_Exercise goal_: Among the lines of the data, copy those that hold "jacket".

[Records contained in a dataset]
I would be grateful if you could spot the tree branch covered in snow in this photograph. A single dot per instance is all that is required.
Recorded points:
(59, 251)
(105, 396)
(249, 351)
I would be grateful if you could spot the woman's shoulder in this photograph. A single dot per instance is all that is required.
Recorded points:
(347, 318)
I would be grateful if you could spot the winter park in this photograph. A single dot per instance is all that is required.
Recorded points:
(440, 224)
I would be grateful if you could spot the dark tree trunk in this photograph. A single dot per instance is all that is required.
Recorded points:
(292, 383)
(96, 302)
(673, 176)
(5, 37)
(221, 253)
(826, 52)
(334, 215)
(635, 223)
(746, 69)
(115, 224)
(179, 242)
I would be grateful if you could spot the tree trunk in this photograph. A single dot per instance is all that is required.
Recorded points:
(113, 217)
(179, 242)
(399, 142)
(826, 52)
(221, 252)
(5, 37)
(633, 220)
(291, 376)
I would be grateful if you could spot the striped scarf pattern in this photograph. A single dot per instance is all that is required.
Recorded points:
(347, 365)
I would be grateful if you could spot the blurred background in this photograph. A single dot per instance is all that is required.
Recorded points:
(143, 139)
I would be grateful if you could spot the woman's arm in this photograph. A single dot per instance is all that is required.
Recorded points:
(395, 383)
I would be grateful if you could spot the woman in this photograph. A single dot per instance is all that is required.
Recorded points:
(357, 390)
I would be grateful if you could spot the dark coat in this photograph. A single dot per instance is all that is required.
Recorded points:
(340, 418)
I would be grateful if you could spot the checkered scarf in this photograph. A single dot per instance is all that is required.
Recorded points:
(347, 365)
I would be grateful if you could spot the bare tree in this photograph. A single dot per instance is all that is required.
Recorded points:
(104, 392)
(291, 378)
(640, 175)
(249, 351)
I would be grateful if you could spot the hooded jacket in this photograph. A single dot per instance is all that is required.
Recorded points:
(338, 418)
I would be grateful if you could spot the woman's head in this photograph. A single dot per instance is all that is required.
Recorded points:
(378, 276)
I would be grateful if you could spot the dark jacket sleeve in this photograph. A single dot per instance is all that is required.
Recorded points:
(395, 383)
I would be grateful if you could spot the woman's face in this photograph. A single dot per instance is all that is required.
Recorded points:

_Result of the exercise_:
I would be grateful if you could spot the hooded jacket in this photograph. A single dot per instance is all that is required.
I would be grateful if you could spot the dark jacket sleeve in this photograph. A single dot per instance is all that is required.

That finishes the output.